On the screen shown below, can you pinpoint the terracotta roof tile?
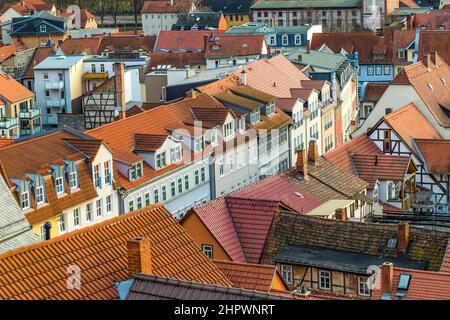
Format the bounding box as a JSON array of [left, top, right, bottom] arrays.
[[234, 54, 309, 98], [363, 82, 389, 103], [440, 239, 450, 273], [0, 205, 231, 300], [372, 268, 450, 300], [155, 30, 225, 51], [351, 154, 410, 189], [323, 134, 383, 174], [133, 133, 169, 152], [0, 72, 34, 103], [392, 53, 450, 128], [383, 103, 442, 152], [414, 139, 450, 173], [205, 35, 265, 59], [213, 260, 282, 293]]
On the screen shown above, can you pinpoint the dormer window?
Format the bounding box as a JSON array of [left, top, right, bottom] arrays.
[[250, 110, 260, 123], [223, 122, 233, 138], [156, 151, 166, 169], [129, 162, 142, 181], [20, 190, 30, 209], [194, 137, 205, 152], [170, 146, 181, 163]]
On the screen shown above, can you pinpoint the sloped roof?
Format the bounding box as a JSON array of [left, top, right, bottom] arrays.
[[261, 211, 450, 271], [213, 260, 282, 293], [363, 82, 389, 103], [392, 53, 450, 128], [234, 54, 309, 98], [372, 268, 450, 300], [383, 103, 442, 151], [414, 139, 450, 173], [0, 174, 38, 254], [0, 71, 34, 103], [185, 196, 292, 263], [351, 154, 410, 189], [0, 205, 231, 300], [141, 0, 191, 14], [126, 274, 293, 300], [230, 175, 322, 214], [205, 35, 265, 58], [323, 134, 383, 174], [155, 30, 225, 51]]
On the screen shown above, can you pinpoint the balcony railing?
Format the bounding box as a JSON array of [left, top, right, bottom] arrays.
[[0, 117, 18, 129], [45, 81, 64, 90], [45, 99, 66, 108], [19, 108, 41, 119]]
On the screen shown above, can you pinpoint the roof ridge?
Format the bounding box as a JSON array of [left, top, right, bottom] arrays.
[[0, 202, 164, 259]]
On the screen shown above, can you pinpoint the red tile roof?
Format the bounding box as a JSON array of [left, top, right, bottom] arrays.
[[231, 175, 322, 213], [0, 205, 231, 300], [372, 268, 450, 300], [392, 53, 450, 128], [311, 31, 393, 63], [363, 82, 389, 103], [383, 103, 442, 152], [351, 154, 410, 189], [186, 196, 296, 263], [323, 134, 383, 174], [213, 260, 287, 293], [141, 0, 192, 14], [155, 30, 225, 51], [414, 139, 450, 173], [441, 239, 450, 274], [205, 35, 265, 59], [0, 71, 34, 103], [234, 54, 309, 98]]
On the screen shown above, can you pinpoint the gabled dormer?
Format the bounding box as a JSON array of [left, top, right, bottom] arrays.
[[133, 133, 182, 170]]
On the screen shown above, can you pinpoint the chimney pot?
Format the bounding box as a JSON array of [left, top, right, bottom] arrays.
[[381, 262, 394, 293], [295, 149, 308, 180], [127, 237, 153, 277], [397, 222, 409, 253], [308, 140, 319, 166]]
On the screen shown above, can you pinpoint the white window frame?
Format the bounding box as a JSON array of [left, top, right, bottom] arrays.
[[281, 264, 294, 284], [20, 191, 30, 210], [358, 277, 370, 297], [319, 270, 331, 290]]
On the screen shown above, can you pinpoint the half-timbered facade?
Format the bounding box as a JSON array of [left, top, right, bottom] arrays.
[[368, 104, 449, 211]]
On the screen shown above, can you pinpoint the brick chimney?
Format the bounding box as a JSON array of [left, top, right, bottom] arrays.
[[114, 62, 127, 119], [295, 149, 308, 180], [334, 208, 347, 221], [397, 222, 409, 253], [381, 262, 394, 293], [308, 140, 319, 165], [127, 237, 153, 277]]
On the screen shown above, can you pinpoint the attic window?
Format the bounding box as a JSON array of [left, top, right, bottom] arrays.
[[398, 274, 411, 290], [386, 239, 397, 250]]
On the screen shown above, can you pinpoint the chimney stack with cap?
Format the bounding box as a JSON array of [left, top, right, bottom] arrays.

AIM:
Render the lines from the one containing "On the screen shown above, can you pinpoint the dormer" through the one containing "146, 181, 163]]", both included, as a Markdown table with the columns Row and Line. Number each row and leave out blank lines.

TASK OUTPUT:
| Row | Line |
|---|---|
| 1 | On the screen shown above, can you pinpoint the dormer window? |
| 2 | Format the bounding box as a JSON array of [left, top, right, bottom] arrays. |
| 3 | [[250, 110, 260, 123], [223, 122, 233, 138], [156, 151, 166, 169], [129, 162, 142, 181], [20, 190, 30, 209], [194, 137, 205, 152], [170, 146, 181, 163]] |